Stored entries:
★ ★ ★ ★ ★

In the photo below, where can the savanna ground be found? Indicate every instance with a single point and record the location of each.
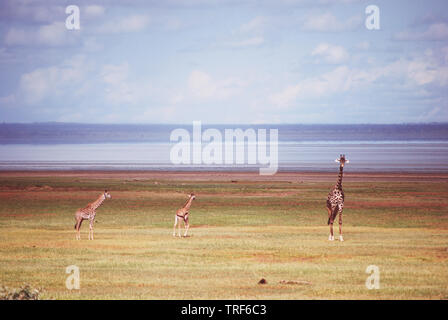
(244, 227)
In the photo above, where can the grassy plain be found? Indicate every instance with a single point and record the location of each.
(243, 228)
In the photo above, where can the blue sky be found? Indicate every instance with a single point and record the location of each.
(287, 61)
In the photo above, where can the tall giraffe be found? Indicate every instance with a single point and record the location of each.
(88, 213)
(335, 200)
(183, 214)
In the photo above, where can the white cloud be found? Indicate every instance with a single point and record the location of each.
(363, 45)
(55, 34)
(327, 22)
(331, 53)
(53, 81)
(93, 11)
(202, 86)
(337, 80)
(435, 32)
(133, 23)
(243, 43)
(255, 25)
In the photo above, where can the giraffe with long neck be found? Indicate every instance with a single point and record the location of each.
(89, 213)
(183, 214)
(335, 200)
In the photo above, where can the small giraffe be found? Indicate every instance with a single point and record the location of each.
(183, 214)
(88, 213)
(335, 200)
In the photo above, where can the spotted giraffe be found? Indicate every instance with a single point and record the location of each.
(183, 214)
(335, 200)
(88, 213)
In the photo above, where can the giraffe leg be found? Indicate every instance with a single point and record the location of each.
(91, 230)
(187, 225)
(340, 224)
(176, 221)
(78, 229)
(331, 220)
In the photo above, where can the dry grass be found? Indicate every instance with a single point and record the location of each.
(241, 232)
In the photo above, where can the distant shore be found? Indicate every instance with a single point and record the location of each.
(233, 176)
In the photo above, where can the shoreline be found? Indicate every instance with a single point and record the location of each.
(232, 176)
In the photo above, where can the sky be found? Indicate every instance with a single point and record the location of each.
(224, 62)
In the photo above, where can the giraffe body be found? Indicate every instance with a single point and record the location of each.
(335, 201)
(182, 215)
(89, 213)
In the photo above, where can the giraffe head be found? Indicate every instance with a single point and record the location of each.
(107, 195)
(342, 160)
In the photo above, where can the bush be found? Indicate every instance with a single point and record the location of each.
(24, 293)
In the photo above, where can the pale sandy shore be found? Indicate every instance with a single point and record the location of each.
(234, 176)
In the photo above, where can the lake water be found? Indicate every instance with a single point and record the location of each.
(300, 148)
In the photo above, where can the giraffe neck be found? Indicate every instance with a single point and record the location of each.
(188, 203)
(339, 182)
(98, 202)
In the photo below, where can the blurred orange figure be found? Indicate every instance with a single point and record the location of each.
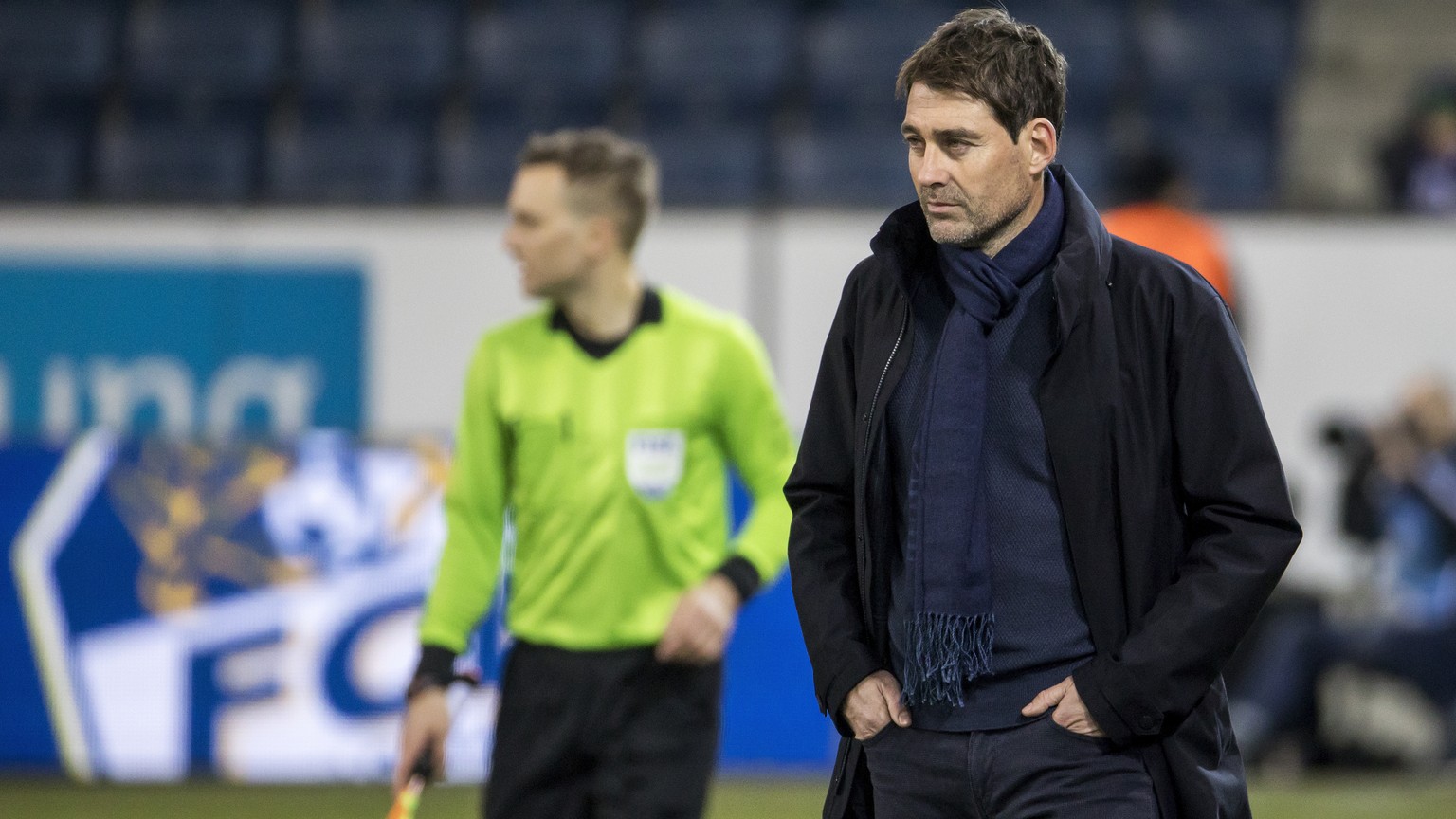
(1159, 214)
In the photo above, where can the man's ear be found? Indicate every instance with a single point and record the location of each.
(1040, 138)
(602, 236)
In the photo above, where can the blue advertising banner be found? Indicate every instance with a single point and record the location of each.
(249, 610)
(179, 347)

★ ★ ★ ★ ★

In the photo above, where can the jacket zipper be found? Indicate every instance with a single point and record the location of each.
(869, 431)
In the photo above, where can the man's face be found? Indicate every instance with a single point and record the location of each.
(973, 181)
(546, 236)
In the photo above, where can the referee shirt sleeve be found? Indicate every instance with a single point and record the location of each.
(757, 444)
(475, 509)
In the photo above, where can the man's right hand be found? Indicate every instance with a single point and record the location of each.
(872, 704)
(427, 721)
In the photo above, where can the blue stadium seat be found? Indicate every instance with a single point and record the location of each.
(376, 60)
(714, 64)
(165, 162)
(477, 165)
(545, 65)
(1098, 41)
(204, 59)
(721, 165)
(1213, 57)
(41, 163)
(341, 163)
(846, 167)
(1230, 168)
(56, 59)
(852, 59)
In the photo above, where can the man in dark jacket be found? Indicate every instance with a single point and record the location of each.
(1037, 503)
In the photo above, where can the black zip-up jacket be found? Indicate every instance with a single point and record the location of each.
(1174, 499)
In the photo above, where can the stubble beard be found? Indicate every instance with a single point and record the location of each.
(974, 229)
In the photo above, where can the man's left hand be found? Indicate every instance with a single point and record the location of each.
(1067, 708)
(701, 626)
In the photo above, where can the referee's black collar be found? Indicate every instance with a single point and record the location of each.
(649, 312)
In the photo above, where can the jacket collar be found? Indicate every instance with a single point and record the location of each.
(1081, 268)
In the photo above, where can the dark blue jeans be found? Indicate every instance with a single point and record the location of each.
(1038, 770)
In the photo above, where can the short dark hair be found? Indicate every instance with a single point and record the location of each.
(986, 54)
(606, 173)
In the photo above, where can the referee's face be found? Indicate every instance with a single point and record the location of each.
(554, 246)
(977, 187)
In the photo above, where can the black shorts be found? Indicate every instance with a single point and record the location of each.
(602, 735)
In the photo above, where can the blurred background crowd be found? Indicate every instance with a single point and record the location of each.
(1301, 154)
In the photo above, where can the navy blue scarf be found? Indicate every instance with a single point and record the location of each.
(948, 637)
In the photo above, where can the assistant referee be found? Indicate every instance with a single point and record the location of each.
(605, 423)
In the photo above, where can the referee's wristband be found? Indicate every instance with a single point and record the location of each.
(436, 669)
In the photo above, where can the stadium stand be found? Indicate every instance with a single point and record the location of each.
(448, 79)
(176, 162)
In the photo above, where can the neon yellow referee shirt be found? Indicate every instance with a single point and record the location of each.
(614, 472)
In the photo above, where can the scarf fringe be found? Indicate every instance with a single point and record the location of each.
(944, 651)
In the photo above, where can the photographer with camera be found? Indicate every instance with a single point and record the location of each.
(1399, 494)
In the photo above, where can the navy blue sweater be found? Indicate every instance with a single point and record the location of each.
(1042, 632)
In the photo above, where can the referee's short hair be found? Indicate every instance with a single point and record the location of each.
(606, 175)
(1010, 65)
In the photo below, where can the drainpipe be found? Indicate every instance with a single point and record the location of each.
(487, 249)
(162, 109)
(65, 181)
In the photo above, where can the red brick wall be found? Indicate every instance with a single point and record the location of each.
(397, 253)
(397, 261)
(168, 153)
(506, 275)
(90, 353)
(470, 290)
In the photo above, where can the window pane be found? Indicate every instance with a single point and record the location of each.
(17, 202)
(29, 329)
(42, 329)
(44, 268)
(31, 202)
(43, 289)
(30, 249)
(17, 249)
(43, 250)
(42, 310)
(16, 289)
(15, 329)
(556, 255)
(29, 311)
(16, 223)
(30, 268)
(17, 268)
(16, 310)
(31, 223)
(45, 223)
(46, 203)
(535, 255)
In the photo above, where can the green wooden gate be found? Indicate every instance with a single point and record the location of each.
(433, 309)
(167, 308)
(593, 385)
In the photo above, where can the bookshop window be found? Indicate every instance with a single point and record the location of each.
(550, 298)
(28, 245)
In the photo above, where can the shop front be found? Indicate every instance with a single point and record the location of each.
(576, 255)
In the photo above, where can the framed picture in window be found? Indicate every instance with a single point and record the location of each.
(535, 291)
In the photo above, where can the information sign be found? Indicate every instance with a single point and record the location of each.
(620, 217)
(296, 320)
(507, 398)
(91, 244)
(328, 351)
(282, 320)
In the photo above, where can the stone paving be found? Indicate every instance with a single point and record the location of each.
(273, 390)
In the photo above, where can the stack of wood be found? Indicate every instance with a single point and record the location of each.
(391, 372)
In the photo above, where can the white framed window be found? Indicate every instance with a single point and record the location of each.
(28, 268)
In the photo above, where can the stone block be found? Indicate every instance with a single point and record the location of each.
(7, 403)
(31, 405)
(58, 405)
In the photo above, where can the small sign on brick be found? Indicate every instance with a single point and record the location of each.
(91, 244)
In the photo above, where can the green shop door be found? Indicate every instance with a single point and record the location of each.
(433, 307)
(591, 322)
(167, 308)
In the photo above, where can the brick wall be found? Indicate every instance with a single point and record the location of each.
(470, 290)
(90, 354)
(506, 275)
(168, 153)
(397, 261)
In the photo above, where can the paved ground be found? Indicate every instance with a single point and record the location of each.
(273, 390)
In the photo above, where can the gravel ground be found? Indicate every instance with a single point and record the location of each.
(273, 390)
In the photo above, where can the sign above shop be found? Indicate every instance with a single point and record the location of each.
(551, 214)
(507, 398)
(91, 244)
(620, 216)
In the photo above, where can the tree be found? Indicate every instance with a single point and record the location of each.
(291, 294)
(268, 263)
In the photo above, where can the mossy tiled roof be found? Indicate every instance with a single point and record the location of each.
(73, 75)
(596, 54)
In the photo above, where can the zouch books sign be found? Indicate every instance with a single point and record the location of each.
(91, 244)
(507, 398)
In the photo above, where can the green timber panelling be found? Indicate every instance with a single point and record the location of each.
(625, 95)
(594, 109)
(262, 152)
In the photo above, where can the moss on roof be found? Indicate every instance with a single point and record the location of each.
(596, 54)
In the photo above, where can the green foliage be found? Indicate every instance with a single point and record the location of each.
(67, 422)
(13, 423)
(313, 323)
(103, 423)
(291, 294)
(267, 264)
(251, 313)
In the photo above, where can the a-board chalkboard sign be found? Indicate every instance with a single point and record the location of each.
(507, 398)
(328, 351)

★ ★ ★ ★ ★

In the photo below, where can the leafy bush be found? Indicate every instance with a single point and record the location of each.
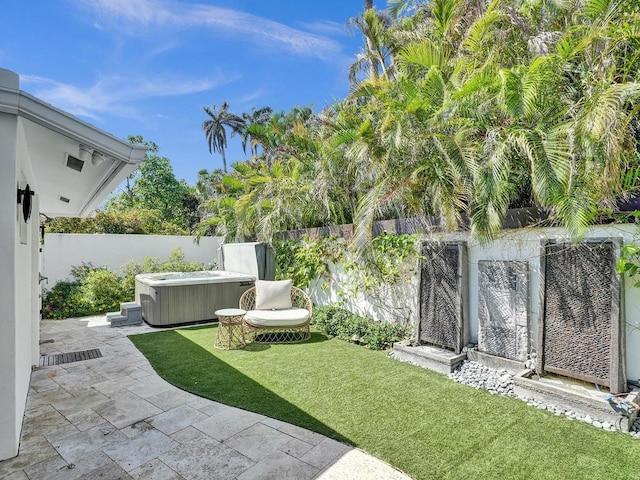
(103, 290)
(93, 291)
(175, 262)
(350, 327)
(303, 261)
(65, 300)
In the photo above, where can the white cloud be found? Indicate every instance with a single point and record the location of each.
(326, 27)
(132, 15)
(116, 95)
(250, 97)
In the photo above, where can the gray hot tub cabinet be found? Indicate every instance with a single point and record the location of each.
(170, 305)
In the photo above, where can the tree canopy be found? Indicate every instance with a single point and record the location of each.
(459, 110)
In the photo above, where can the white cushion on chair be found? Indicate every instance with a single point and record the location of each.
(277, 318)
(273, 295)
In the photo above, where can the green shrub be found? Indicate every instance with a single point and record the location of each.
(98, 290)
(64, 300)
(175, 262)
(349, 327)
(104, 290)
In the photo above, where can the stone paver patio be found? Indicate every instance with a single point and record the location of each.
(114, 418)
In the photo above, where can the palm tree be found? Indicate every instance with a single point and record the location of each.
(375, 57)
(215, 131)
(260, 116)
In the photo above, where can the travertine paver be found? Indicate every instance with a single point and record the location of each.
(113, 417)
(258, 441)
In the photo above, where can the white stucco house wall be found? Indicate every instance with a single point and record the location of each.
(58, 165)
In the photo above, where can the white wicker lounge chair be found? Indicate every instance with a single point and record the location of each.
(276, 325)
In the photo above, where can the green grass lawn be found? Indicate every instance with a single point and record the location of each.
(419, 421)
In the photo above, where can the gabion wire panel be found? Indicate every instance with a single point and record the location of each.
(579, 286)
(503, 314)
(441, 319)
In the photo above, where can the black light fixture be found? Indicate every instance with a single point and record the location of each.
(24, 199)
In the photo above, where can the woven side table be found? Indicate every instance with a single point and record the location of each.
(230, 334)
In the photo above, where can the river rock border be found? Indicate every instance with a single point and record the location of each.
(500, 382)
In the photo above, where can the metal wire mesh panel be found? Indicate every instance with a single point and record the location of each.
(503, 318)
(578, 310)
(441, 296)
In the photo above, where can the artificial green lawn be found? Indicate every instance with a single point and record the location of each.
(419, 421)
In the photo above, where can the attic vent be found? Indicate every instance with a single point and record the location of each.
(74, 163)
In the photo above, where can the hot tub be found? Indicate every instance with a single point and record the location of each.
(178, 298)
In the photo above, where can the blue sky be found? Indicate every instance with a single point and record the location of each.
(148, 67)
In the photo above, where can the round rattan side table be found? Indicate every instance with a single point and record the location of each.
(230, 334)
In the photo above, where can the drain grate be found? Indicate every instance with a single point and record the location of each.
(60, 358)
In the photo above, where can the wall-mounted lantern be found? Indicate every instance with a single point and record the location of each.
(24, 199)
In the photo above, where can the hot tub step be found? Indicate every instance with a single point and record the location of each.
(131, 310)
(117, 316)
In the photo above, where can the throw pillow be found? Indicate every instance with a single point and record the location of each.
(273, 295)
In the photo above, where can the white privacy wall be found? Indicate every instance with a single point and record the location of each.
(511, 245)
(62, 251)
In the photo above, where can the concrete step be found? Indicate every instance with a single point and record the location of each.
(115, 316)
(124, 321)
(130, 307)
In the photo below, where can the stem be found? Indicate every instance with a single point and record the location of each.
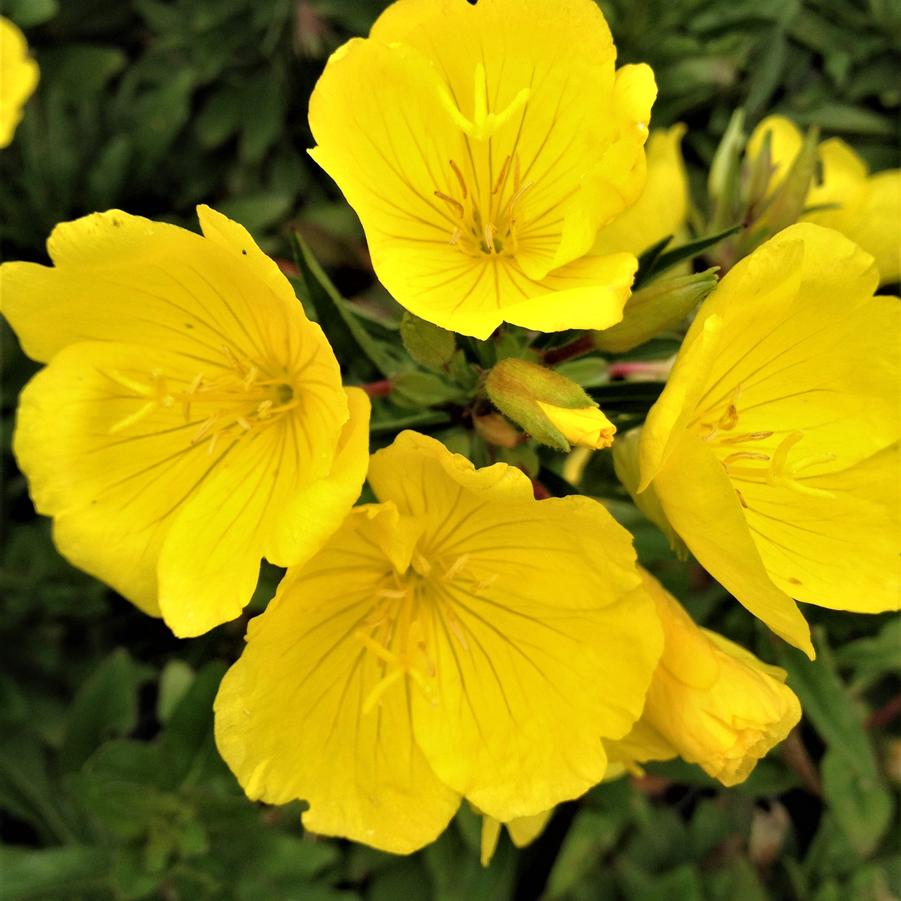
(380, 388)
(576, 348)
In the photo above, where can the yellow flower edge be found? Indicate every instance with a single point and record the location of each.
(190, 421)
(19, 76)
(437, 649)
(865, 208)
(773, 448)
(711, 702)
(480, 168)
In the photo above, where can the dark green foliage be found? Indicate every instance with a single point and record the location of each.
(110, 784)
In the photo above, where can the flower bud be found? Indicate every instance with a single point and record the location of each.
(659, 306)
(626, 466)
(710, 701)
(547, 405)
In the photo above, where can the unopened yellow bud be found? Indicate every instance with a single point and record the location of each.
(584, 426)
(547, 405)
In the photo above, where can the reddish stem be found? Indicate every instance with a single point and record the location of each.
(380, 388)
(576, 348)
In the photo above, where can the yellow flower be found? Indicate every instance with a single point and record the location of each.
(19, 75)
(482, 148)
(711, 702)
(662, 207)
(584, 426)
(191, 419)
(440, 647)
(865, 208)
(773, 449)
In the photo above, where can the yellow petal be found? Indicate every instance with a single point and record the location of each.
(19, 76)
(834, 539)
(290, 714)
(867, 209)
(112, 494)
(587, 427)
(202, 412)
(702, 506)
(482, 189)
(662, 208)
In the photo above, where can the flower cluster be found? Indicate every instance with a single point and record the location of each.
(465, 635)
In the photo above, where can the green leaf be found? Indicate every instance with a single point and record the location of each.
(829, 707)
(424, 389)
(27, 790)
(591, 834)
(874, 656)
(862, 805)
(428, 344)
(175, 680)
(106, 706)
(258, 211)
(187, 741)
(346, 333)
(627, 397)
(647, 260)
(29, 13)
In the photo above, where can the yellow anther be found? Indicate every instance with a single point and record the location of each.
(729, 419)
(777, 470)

★ ★ ★ ★ ★

* _WHAT IS ASKED_:
Repeat everything in the material above, from the line containing "In the photo above, where can the jacket collar" down to the line containing "(1301, 154)", with both of those lines included.

* _RESULT OF THE TASK_:
In the photo above, where can the jacket collar be found? Indicate every instance with a single point and record the location of each.
(1081, 268)
In the photo above, where can the dark blue jeans be found? Indicate every instance with a single point and record the location of each.
(1038, 770)
In the photo above, where can the short dark hair be found? Indicate every instance with a single point and record the location of each.
(986, 54)
(606, 173)
In the photo above, where can the referee's face be found? Indicate every instance with a single point and record the location of each.
(554, 246)
(977, 187)
In the photo above, where can the black shorts be found? Indicate every instance with a single point and record the location of each.
(602, 735)
In the photo above, where can the blurred background crowd be found? Indicate every instance with a single point and record the location of each.
(1301, 154)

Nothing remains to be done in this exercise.